### Text to read
# # #

Ryan Scott

Personal information
- Full name: Ryan Scott
- Date of birth: 18 December 1995 (age 30)
- Place of birth: Gembrook, Australia
- Height: 1.84 m (6 ft 0 in)
- Position: Goalkeeper

Team information
- Current team: Preston Lions

Senior career*
- Years: Team / Apps / (Gls)
- 2015–2019: Bentleigh Greens / 114 / (0)
- 2019–2023: Western United / 21 / (0)
- 2023–2025: Newcastle Jets / 46 / (0)
- 2025–: Preston Lions / 23 / (0)

= Ryan Scott (soccer, born 1995) =

Australian soccer player

Ryan Scott (born 18 December 1995) is an Australian soccer player who plays as a goalkeeper for Preston Lions FC.

# # #

### Stated exercise 1
In the profile of Ryan Scott, which team did he play for from 2019 to 2023?

# # #

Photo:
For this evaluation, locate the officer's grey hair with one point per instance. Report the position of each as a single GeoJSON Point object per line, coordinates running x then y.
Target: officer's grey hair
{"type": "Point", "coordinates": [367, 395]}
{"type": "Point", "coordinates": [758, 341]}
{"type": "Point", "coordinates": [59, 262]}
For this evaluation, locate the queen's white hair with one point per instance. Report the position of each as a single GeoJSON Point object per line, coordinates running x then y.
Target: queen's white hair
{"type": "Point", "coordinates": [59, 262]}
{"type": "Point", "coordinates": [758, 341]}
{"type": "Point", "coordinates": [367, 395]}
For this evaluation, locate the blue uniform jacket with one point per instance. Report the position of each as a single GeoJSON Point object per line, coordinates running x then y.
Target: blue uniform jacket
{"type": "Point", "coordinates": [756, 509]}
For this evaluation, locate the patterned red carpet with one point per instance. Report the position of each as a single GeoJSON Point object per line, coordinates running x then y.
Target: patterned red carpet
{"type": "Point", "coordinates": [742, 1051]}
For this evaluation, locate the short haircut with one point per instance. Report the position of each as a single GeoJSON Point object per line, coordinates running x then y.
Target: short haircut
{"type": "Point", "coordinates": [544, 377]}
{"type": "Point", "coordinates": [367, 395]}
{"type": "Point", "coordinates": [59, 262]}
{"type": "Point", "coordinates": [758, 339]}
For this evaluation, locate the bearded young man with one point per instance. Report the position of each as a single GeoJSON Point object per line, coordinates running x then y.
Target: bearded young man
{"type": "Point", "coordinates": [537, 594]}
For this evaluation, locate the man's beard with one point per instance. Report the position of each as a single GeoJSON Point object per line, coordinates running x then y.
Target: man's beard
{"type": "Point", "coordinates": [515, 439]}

# # #

### Stated exercise 2
Reproduce the records from the line containing "For this evaluation, locate the bearded" through the end of the records, substituting "adult man" for "young man" and leaving everything else unchanged.

### Expected answer 1
Western United

### Expected answer 2
For this evaluation, locate the bearded adult man with one point per instance. Report the position of each as a single GeoJSON Point object per line, coordinates running x then y.
Target: bearded adult man
{"type": "Point", "coordinates": [537, 594]}
For this evaluation, locate the man's beard with one point per instance. Report the position of each as a single GeoJSON Point object per line, coordinates running x then y.
Target: man's beard
{"type": "Point", "coordinates": [515, 439]}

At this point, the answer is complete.